## Directives:
**1)** From the party dialogue, copy out the passage from "We're just pretending" up to and including "a toast point?" without any changes.
**2)** For each statement below, state whether the party dialogue supports it, answering yes or no and quoting the words from the party dialogue that settle it: (a) Rex Smythe Higgins is introduced as "the third." (b) Cucumber sandwiches and lady fingers are on the buffet. (c) One speaker has other plans tomorrow.

## Given passage:
###
They're the beautiful people.
(SIGHING)
It's like you
were born lucky,
or something, Arnold.
With a silver fork
in your mouth.
Yeah, just go, Arnold.
I got other plans
tonight, anyway.
Yeah. Go. Go!
And tell us
what it was like,
football head.
Come on, you guys.
Let's go throw rocks
at a dumpster.
(INDISTINCT CHATTER)
(DOORBELL RINGS)
Arnold, doll?
Ciao. Won't
you come in?
Arnold the doll?
Arnold, you, of course,
know Nadine and Katrinka.
But please meet Rex
Smythe Higgins, the third.
There's cucumber sandwiches
and lady fingers on
the buffet. Help yourself.
Thanks.
I've been
to England, too.
My second cousin
lives there.
She's a duchess
of some kind.
Hey, Arnold.
Hey, Park.
Hey, Peapod.
Having any fun?
Not really.
We're just pretending
to eat for a while
till we have to
go back in there
and listen to Rhonda
talk about her summer
vacation in Europe.
May I offer you
a toast point?
What does she do
with the rest of the toast?
Probably donates
to the awkward
and unfashionable.
Some cool party.
Yeah, it's
a real blast.
I'm so glad I invited
only the cool kids this time.
###
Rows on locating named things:
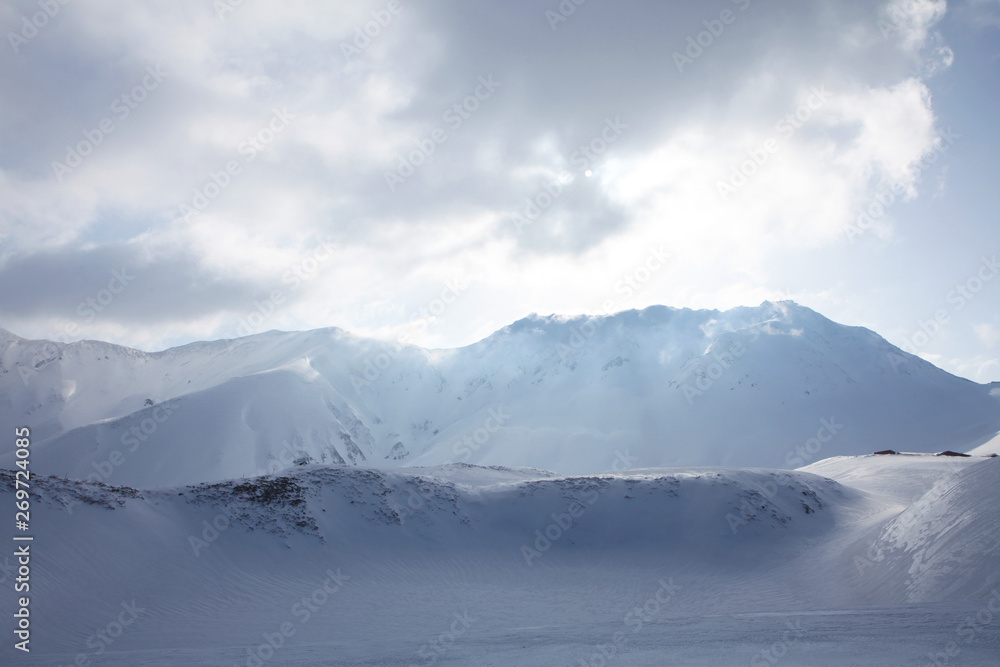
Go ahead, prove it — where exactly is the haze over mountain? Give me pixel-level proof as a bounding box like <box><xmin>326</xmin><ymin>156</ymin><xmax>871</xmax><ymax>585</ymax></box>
<box><xmin>0</xmin><ymin>302</ymin><xmax>1000</xmax><ymax>488</ymax></box>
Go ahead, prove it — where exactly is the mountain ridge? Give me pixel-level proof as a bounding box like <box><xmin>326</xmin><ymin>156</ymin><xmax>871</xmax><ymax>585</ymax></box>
<box><xmin>0</xmin><ymin>301</ymin><xmax>1000</xmax><ymax>487</ymax></box>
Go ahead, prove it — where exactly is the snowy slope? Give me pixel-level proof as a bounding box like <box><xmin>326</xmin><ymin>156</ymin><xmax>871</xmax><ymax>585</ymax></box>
<box><xmin>0</xmin><ymin>302</ymin><xmax>1000</xmax><ymax>487</ymax></box>
<box><xmin>0</xmin><ymin>456</ymin><xmax>1000</xmax><ymax>665</ymax></box>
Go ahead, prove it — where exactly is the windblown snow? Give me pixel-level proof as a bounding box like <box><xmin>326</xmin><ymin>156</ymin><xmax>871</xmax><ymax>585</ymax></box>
<box><xmin>0</xmin><ymin>302</ymin><xmax>1000</xmax><ymax>667</ymax></box>
<box><xmin>0</xmin><ymin>302</ymin><xmax>1000</xmax><ymax>488</ymax></box>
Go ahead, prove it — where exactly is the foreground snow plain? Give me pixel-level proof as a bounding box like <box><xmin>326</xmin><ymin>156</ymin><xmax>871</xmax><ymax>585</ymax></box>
<box><xmin>0</xmin><ymin>455</ymin><xmax>1000</xmax><ymax>665</ymax></box>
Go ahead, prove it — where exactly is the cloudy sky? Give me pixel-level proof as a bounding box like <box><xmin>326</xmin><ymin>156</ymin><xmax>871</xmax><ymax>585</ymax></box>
<box><xmin>0</xmin><ymin>0</ymin><xmax>1000</xmax><ymax>381</ymax></box>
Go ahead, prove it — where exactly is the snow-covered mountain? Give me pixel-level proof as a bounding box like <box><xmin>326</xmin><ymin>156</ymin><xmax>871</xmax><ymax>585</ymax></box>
<box><xmin>0</xmin><ymin>302</ymin><xmax>1000</xmax><ymax>488</ymax></box>
<box><xmin>0</xmin><ymin>455</ymin><xmax>1000</xmax><ymax>666</ymax></box>
<box><xmin>0</xmin><ymin>302</ymin><xmax>1000</xmax><ymax>488</ymax></box>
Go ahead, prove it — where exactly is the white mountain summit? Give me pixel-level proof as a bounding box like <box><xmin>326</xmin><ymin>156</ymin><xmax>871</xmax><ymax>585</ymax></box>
<box><xmin>0</xmin><ymin>302</ymin><xmax>1000</xmax><ymax>488</ymax></box>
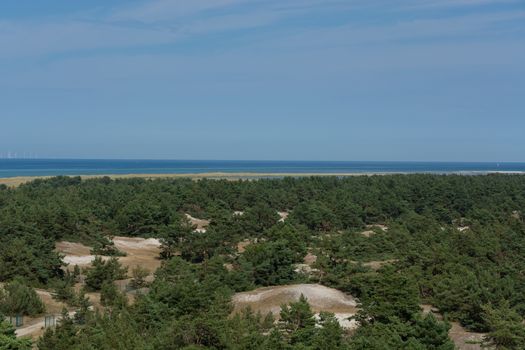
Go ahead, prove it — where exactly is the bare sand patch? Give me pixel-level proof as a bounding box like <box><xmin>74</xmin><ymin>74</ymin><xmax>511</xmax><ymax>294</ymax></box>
<box><xmin>237</xmin><ymin>239</ymin><xmax>253</xmax><ymax>253</ymax></box>
<box><xmin>232</xmin><ymin>284</ymin><xmax>357</xmax><ymax>328</ymax></box>
<box><xmin>55</xmin><ymin>241</ymin><xmax>91</xmax><ymax>256</ymax></box>
<box><xmin>55</xmin><ymin>241</ymin><xmax>102</xmax><ymax>268</ymax></box>
<box><xmin>185</xmin><ymin>214</ymin><xmax>210</xmax><ymax>233</ymax></box>
<box><xmin>361</xmin><ymin>230</ymin><xmax>376</xmax><ymax>237</ymax></box>
<box><xmin>363</xmin><ymin>259</ymin><xmax>398</xmax><ymax>270</ymax></box>
<box><xmin>277</xmin><ymin>211</ymin><xmax>290</xmax><ymax>222</ymax></box>
<box><xmin>303</xmin><ymin>252</ymin><xmax>317</xmax><ymax>266</ymax></box>
<box><xmin>113</xmin><ymin>237</ymin><xmax>161</xmax><ymax>273</ymax></box>
<box><xmin>366</xmin><ymin>224</ymin><xmax>388</xmax><ymax>232</ymax></box>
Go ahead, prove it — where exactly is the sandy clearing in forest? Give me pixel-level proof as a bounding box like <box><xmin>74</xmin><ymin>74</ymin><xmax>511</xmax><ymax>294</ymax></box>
<box><xmin>303</xmin><ymin>252</ymin><xmax>317</xmax><ymax>266</ymax></box>
<box><xmin>237</xmin><ymin>239</ymin><xmax>253</xmax><ymax>253</ymax></box>
<box><xmin>55</xmin><ymin>241</ymin><xmax>102</xmax><ymax>269</ymax></box>
<box><xmin>113</xmin><ymin>237</ymin><xmax>161</xmax><ymax>273</ymax></box>
<box><xmin>56</xmin><ymin>236</ymin><xmax>161</xmax><ymax>273</ymax></box>
<box><xmin>185</xmin><ymin>214</ymin><xmax>210</xmax><ymax>233</ymax></box>
<box><xmin>277</xmin><ymin>211</ymin><xmax>290</xmax><ymax>222</ymax></box>
<box><xmin>232</xmin><ymin>284</ymin><xmax>357</xmax><ymax>328</ymax></box>
<box><xmin>366</xmin><ymin>224</ymin><xmax>388</xmax><ymax>232</ymax></box>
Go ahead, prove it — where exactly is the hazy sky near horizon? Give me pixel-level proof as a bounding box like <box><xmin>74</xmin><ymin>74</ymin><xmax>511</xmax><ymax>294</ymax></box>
<box><xmin>0</xmin><ymin>0</ymin><xmax>525</xmax><ymax>161</ymax></box>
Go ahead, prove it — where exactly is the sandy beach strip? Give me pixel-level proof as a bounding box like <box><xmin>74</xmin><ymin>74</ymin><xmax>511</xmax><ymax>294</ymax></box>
<box><xmin>0</xmin><ymin>172</ymin><xmax>380</xmax><ymax>186</ymax></box>
<box><xmin>0</xmin><ymin>171</ymin><xmax>525</xmax><ymax>187</ymax></box>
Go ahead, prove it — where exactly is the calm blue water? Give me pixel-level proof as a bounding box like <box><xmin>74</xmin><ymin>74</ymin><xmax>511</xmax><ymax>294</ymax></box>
<box><xmin>0</xmin><ymin>159</ymin><xmax>525</xmax><ymax>178</ymax></box>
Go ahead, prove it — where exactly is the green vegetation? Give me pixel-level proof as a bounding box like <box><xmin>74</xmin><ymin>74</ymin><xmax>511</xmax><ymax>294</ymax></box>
<box><xmin>0</xmin><ymin>279</ymin><xmax>45</xmax><ymax>316</ymax></box>
<box><xmin>0</xmin><ymin>175</ymin><xmax>525</xmax><ymax>350</ymax></box>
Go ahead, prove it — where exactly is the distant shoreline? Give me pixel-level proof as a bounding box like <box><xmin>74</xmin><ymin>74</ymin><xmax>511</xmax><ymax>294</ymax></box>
<box><xmin>0</xmin><ymin>171</ymin><xmax>525</xmax><ymax>187</ymax></box>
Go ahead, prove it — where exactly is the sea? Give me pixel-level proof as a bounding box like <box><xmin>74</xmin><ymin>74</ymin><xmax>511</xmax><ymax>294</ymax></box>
<box><xmin>0</xmin><ymin>159</ymin><xmax>525</xmax><ymax>178</ymax></box>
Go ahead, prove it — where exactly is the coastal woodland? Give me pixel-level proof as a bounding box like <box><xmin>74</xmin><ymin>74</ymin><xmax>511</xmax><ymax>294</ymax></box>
<box><xmin>0</xmin><ymin>174</ymin><xmax>525</xmax><ymax>350</ymax></box>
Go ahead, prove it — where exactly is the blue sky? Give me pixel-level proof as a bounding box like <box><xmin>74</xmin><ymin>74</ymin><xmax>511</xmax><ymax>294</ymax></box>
<box><xmin>0</xmin><ymin>0</ymin><xmax>525</xmax><ymax>161</ymax></box>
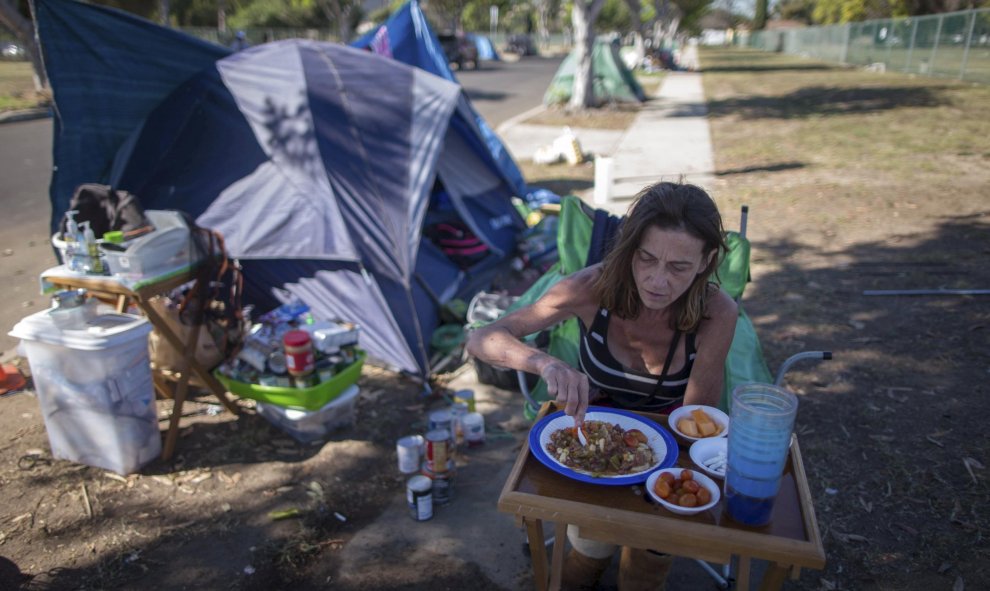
###
## Written answers:
**1)**
We're just pretending
to eat for a while
till we have to
go back in there
and listen to Rhonda
talk about her summer
vacation in Europe.
May I offer you
a toast point?

**2)**
(a) Yes: "But please meet Rex Smythe Higgins, the third."
(b) Yes: "There's cucumber sandwiches and lady fingers on the buffet."
(c) No: "I got other plans tonight, anyway."